===== DOCUMENT SEGMENT =====
- 2 weeks ago
- Wedding: July 2018
For those with narcissist parents, how did you deal with getting married?
My Fiance and I have been together for almost 7 years. When we marry, I will be 25 and him 24 almost 25. We will be married next year and are both extremely happy. We graduate college next year and are already mostly financially indepedent–I still need some help from my Grandma to finish college/medical but all other expenses I pay and do not intend to carry on doing so after I graduate. We have been through and put each other through a lot in those years. Anybody who meets us knows how in sync, in love and completely in this thing called life together. Even those not in favor can see how well we are together. We are not perfect but we are committed and we keep choosing each other every single day. Emotionally, mentally, and mostly financially we are ready for marriage and to announce to our loved ones what we’ve already been doing: building our life together.
We are already a committed couple, paper or not. He is elated. His family is estatic. The issue is the relationships with my family. My heart is breaking on repeat. My Dad will not even hear of it and my mom refuses to go, sure it’s a mistake. My brother is indifferent but he’ll be there if I ask and he gets to bring his friends.
Both of my parents are narcissits who were abused by their parents. My parents married at 19 and are horrible for each other. Each made a plethora of mistakes and are intent on viewing me as extensions of themselves; someone who in their eyes, needs constant managing to not mess up. This does not bode well for just being happy for me or encouraging me to go out on my own in my own way.
My Dad is emotionally and physically abusive. He gaslights constantly. He lacks general empathy, temper issues, sexist, unpredictable, selfish, cruel, superficial..He is obsessed with money, power, and control. He is, I know, greatly insecure. If I try to express my feelings, he dismisses me as “too expressive” or “too sensitive.” He believes I’m just a kid and needs to be controlled. He cannot listen and interupts, telling me to do something his way even now. He is angry towards me because he is afraid I will not pay back money I borrowed from him for school–which I will…this belief is an insult. He has little to no faith in me. I was not the perfect kid, in fact quite the pistol, but his love is very conditional and any hopes for having a good relationship in my adulthood has crumbled to ash. We barely speak now because I refuse to be treated the way I was in my youth. He is easily angered and I cannot stand to be emotionally or mentally abused anymore. I created boundaries such as no cussing or yelling and he resents me for it. I wish we could just agree to disagree but it’s not in him to do so. He reaches out in his own way but quickly tries to control my life again.
===== SUPPLIED RECORDS =====
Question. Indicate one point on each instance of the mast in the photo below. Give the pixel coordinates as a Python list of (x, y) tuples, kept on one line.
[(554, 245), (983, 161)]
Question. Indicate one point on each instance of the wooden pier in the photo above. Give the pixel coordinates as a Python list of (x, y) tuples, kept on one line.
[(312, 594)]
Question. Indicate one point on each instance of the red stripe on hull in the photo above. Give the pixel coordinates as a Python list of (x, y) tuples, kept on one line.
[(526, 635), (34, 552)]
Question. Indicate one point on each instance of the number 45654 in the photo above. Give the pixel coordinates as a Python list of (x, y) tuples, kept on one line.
=====
== ACTIVITY ==
Answer from the post about narcissist parents:
(a) How long have the writer and the fiancé been together?
(b) At what age did the writer's parents marry?
(c) What boundaries did the writer set with the Dad?

== TASK RESULT ==
(a) Almost 7 years.
(b) At 19.
(c) No cussing or yelling.